[WHAT YOU NEED TO DO]: Using the report below on the butterfly event, decide whether each statement agrees with it, answering yes or no and quoting the words that settle it: (a) The families at the Ronald McDonald House of New York stay there while their children get cancer treatment. (b) Antoinette said a female butterfly has two dots. (c) Monarch butterflies travel from Mexico to Canada for the winter.

[DOCUMENT SEGMENT]:
Kids that are getting a lesson on butterfly migration, with some butterfly kisses along the way.
It's the annual butterfly event at the Ronald McDonald House of New York where children with cancer and their families stay while getting treatment.
"They get a chance to be kids. You know, they've been in a hospital all day getting treatments," said Bill Sullivan, President and CEO of Ronald McDonald House of New York.
Twelve-year-old Antoinette named her butterfly Archie.
"I learned that, a male butterfly has two dots on them and a female doesn't," she said.
Every year, monarch butterflies make their way from Canada to warmer weather in the mountains of Mexico. There can be an orange color you see in the trees, which would be a colony of about 75 million monarchs hanging out for the winter.
But it remains a mystery how each generation knows exactly where to go.
The kids tag the butterfly with a sticker, so researchers can track their journey. It's part of a project called monarch watch.
But this is more than just a lesson in science.
For kids with cancer who deal with months or even years of treatment it's often hard to see that light at the end of the tunnel. The hope is that butterflies will give these kids and their families a little dose of inspiration.
Every butterfly begins as a caterpillar that goes through a period of darkness in that cacoon. (but at the end of it all, they can fly).
"For us, hopefully one day we will be free from cancer so that's why we set the butterflies free," adds Tania Gerber.

[DATA PROVIDED]:
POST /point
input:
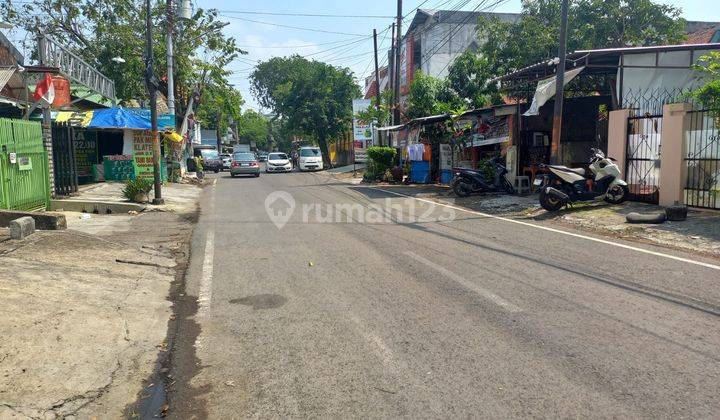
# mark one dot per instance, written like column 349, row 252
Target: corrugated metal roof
column 6, row 73
column 611, row 54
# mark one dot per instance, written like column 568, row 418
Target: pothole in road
column 264, row 301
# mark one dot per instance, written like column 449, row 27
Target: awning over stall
column 114, row 118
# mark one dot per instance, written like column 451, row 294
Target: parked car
column 310, row 159
column 278, row 162
column 244, row 163
column 227, row 160
column 210, row 157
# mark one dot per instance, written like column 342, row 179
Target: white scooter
column 564, row 186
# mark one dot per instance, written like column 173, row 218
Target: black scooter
column 469, row 181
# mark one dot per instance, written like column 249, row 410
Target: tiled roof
column 704, row 36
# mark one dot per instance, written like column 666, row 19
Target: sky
column 346, row 41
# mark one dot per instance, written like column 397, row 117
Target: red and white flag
column 45, row 90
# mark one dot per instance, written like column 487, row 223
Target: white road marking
column 382, row 349
column 205, row 293
column 466, row 283
column 549, row 229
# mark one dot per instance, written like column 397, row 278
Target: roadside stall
column 115, row 144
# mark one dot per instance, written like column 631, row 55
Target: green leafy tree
column 468, row 77
column 313, row 98
column 253, row 127
column 591, row 24
column 100, row 31
column 379, row 115
column 708, row 95
column 219, row 104
column 508, row 46
column 431, row 96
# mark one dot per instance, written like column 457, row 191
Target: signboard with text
column 362, row 130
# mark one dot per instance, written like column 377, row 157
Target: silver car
column 278, row 162
column 244, row 163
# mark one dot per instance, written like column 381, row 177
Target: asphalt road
column 442, row 315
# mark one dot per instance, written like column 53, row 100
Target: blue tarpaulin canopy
column 115, row 118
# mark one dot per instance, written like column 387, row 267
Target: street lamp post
column 170, row 62
column 559, row 87
column 152, row 90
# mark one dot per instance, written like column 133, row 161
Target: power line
column 493, row 6
column 299, row 28
column 293, row 46
column 308, row 14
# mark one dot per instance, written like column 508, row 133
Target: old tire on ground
column 617, row 194
column 548, row 202
column 653, row 218
column 461, row 189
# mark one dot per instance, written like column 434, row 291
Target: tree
column 253, row 127
column 379, row 115
column 99, row 31
column 431, row 96
column 708, row 94
column 591, row 24
column 219, row 104
column 314, row 98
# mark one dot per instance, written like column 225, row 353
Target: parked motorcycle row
column 560, row 187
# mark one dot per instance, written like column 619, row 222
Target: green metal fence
column 24, row 180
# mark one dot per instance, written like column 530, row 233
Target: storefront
column 116, row 144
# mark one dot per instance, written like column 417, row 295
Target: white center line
column 205, row 293
column 466, row 283
column 549, row 229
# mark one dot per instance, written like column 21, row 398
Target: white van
column 310, row 159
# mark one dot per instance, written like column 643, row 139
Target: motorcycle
column 469, row 181
column 565, row 186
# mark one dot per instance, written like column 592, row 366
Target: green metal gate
column 24, row 180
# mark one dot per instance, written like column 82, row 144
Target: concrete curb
column 100, row 207
column 46, row 220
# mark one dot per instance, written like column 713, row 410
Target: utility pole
column 559, row 87
column 391, row 73
column 170, row 60
column 377, row 73
column 398, row 49
column 152, row 88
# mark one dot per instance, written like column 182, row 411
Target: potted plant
column 137, row 190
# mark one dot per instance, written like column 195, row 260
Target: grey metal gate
column 642, row 171
column 65, row 165
column 702, row 160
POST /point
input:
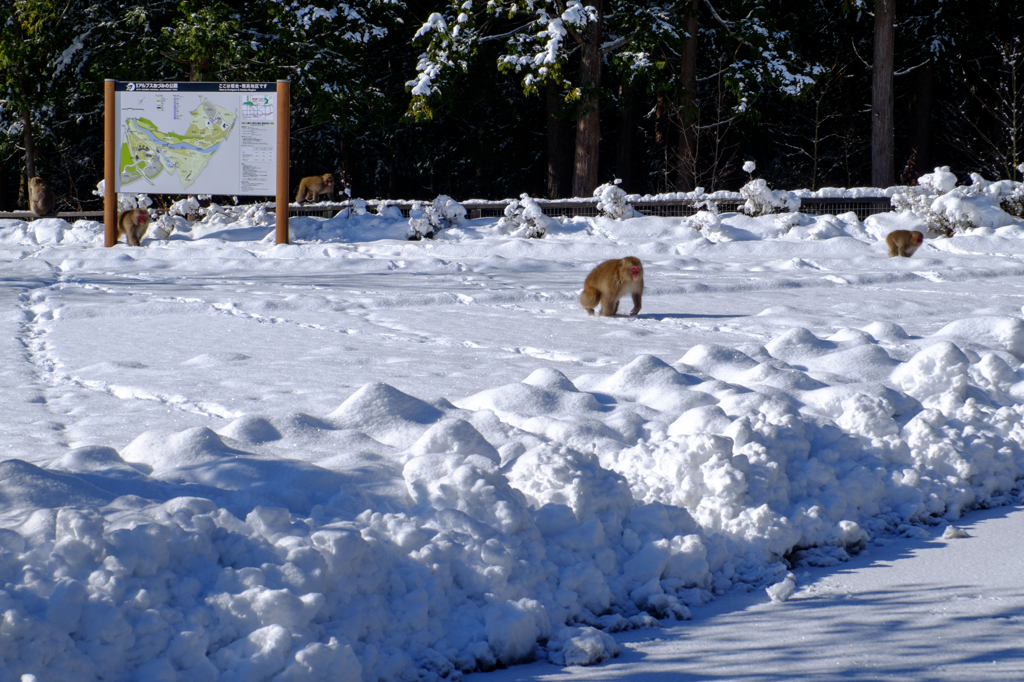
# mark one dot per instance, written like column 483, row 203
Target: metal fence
column 476, row 209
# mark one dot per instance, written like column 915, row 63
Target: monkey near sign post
column 609, row 282
column 133, row 224
column 41, row 199
column 903, row 243
column 314, row 185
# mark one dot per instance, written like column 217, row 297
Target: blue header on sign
column 150, row 86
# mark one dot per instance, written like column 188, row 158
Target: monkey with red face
column 133, row 224
column 311, row 187
column 609, row 282
column 903, row 243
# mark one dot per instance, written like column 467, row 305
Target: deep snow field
column 358, row 458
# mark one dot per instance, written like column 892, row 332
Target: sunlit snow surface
column 361, row 458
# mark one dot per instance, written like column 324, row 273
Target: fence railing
column 863, row 207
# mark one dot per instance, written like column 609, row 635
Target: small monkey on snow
column 903, row 243
column 314, row 185
column 609, row 282
column 133, row 224
column 41, row 199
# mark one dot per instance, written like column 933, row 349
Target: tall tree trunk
column 559, row 163
column 686, row 170
column 882, row 94
column 30, row 146
column 921, row 118
column 662, row 129
column 627, row 137
column 589, row 119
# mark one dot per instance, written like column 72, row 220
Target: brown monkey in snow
column 41, row 199
column 609, row 282
column 903, row 243
column 133, row 224
column 314, row 185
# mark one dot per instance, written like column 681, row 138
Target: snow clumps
column 426, row 220
column 948, row 209
column 762, row 201
column 611, row 202
column 523, row 217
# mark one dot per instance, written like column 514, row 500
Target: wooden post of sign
column 284, row 154
column 110, row 165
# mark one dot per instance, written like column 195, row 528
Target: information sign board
column 210, row 138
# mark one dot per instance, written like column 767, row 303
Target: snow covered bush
column 387, row 209
column 762, row 201
column 523, row 217
column 427, row 220
column 611, row 202
column 948, row 209
column 187, row 208
column 125, row 202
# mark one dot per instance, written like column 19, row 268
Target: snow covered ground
column 357, row 457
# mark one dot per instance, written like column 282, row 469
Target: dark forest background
column 957, row 96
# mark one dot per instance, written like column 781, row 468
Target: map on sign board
column 197, row 138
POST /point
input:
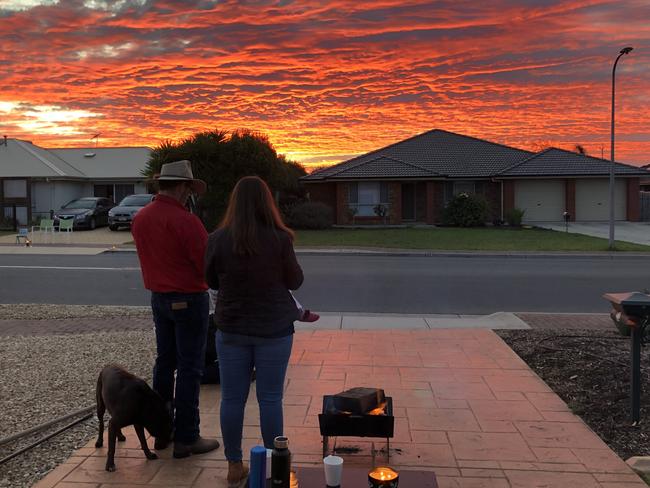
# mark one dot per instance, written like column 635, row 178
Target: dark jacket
column 253, row 296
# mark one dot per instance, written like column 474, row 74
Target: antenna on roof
column 96, row 137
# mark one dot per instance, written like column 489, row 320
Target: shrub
column 310, row 215
column 515, row 216
column 466, row 210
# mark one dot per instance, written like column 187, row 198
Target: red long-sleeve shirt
column 171, row 244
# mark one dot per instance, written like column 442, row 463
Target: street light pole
column 612, row 188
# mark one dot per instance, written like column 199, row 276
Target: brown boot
column 237, row 474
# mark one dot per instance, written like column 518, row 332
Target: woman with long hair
column 251, row 263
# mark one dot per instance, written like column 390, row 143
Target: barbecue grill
column 631, row 311
column 358, row 412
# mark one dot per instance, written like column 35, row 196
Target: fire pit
column 358, row 412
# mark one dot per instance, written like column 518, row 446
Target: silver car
column 122, row 215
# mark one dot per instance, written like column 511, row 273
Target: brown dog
column 130, row 401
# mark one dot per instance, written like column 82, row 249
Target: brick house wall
column 508, row 197
column 322, row 192
column 570, row 198
column 633, row 199
column 491, row 191
column 342, row 203
column 421, row 201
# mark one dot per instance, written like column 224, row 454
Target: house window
column 464, row 187
column 365, row 195
column 15, row 188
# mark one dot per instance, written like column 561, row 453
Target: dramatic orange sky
column 326, row 80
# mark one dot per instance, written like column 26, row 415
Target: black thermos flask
column 280, row 463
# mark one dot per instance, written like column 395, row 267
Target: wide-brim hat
column 181, row 171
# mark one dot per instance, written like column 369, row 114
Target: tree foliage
column 221, row 158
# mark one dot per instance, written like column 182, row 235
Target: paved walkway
column 79, row 238
column 466, row 408
column 330, row 321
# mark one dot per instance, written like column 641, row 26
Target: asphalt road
column 360, row 283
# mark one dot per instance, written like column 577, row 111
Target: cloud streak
column 326, row 79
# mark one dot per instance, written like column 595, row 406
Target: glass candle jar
column 383, row 477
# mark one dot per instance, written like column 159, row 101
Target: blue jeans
column 181, row 321
column 238, row 354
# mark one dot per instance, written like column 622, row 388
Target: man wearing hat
column 171, row 244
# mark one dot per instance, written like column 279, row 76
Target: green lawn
column 458, row 239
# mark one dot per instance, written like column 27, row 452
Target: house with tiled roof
column 35, row 181
column 415, row 178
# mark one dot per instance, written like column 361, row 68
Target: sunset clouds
column 326, row 80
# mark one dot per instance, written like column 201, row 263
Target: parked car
column 87, row 212
column 122, row 215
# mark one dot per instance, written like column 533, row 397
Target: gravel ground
column 46, row 311
column 44, row 377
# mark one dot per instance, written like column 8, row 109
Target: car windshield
column 135, row 201
column 81, row 204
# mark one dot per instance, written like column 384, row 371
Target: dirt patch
column 590, row 370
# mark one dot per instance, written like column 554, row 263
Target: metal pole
column 612, row 165
column 635, row 374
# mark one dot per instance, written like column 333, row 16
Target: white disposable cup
column 333, row 470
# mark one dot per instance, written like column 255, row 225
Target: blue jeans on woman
column 238, row 354
column 181, row 321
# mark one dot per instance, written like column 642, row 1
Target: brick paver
column 479, row 423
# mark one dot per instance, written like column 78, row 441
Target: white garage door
column 541, row 200
column 592, row 200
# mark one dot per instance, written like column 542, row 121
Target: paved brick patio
column 466, row 408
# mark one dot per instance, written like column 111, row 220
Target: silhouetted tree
column 221, row 158
column 580, row 149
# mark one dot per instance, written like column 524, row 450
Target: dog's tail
column 98, row 396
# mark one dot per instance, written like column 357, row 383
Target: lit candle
column 383, row 477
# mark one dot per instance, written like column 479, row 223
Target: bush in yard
column 514, row 217
column 310, row 215
column 466, row 210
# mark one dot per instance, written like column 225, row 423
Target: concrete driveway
column 636, row 232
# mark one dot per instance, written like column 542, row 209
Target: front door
column 408, row 201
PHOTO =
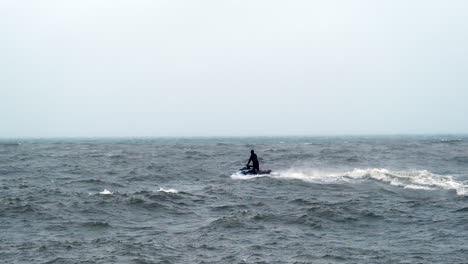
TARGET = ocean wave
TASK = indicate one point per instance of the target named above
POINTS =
(409, 179)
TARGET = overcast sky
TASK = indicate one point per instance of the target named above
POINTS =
(97, 68)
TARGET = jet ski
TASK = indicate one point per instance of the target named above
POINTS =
(249, 171)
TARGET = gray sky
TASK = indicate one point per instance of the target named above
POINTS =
(232, 68)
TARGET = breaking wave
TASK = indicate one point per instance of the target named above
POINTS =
(410, 179)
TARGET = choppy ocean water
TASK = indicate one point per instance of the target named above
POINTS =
(329, 200)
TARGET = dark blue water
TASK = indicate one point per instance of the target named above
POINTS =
(329, 200)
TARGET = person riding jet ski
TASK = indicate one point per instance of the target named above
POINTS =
(254, 160)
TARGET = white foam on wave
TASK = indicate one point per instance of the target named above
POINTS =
(409, 179)
(106, 192)
(168, 190)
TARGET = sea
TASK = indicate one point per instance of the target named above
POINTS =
(350, 199)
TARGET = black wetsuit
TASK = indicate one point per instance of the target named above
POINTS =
(254, 159)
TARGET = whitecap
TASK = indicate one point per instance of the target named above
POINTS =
(106, 192)
(168, 190)
(408, 179)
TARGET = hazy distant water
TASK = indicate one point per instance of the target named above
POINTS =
(330, 200)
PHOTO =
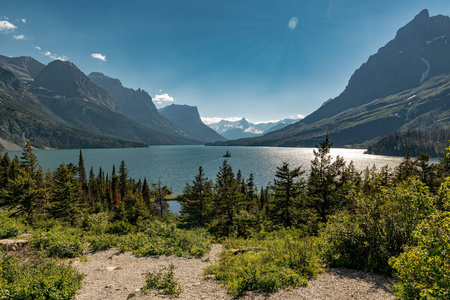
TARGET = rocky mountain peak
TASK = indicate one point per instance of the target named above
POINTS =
(63, 79)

[TASK ANSWER]:
(a) Yes: "where children with cancer and their families stay while getting treatment"
(b) No: "a male butterfly has two dots on them and a female doesn't"
(c) No: "monarch butterflies make their way from Canada to warmer weather in the mountains of Mexico"